# [THE TASK]
Nothing but the lines from the one containing "Reviewer note: confirm that every instance of the green" through the last line of the data below should be returned, each copied exactly.

# [EXTRACTED RECORDS]
-=-=-
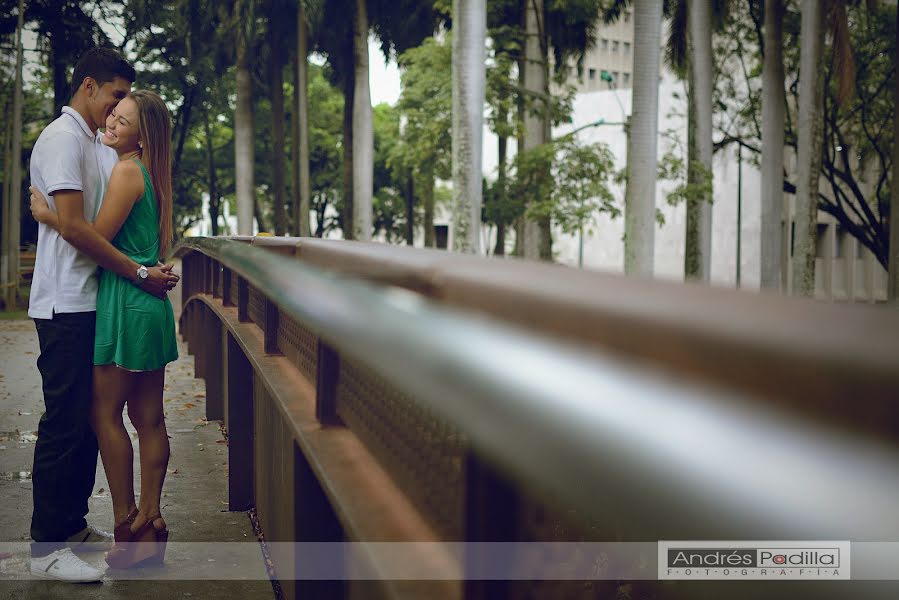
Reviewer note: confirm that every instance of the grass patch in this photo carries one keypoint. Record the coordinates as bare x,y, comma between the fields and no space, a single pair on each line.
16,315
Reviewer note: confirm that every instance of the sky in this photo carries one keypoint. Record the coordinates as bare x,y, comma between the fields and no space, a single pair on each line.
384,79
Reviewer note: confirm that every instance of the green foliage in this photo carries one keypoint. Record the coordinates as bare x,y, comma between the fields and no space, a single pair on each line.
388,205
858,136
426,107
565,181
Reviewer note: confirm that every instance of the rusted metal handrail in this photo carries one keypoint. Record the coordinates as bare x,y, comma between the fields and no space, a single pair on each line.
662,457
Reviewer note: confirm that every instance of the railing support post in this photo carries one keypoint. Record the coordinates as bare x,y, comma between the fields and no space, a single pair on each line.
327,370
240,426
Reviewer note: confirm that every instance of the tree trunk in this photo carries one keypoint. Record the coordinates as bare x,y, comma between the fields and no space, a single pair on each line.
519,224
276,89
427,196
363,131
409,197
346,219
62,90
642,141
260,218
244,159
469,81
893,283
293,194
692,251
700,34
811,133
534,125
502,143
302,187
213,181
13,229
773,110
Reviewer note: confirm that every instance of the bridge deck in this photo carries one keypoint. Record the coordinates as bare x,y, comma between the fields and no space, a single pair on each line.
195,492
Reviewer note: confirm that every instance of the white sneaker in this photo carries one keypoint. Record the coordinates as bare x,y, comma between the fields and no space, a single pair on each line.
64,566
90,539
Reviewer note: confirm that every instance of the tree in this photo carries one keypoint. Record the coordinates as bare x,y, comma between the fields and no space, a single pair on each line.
-=-=-
# [TASK RESPONSE]
Reviewer note: confirm that every instance of the green foliage in this photo carries one keypoint. Record the coordinates as bare x,y, comma between the fields and no space, a single pair on each line.
388,205
858,136
426,107
565,181
Reviewer note: confirm that every instance of the rusted metal handrail in this photo carries one keypoint. Record the coordinates as bare x,y, comma between the fields and no space, a single pair on each line.
662,457
Reviewer note: confirm that every instance of the railing support post in this photo carries one keypoint. Record the coordinates as bare x,y, comma between the fields and no space, a single pair on each line.
327,370
240,426
Reviewer note: confirm that every instance of the tree trunk in this photo carries one keypoint. Record the coordinates as bare x,y, comma between the fields and no space, a single pair on each line.
519,224
276,89
427,196
363,131
409,197
346,219
62,90
642,141
260,218
244,159
469,81
893,283
293,194
692,251
700,34
811,133
534,125
502,143
302,187
213,181
13,229
773,110
Reviewer note: confirm that every instance of the bridge deck in this photo carries one keypoint. Record the coordinates as bare x,y, comma between the fields and no space, a single pair on each line.
195,492
Reviewer note: confirm that every instance of the white sneaker in this photo carries one keypoint. Record the coordinates as bare x,y, comma between the fields and no space, a single pair on each line.
64,566
90,539
Reviewer note: confirm that every instance of the tree in this photo carries one keypoint. Record the coordinates as bare x,y, comma between the fields and no space, a single pair on each line.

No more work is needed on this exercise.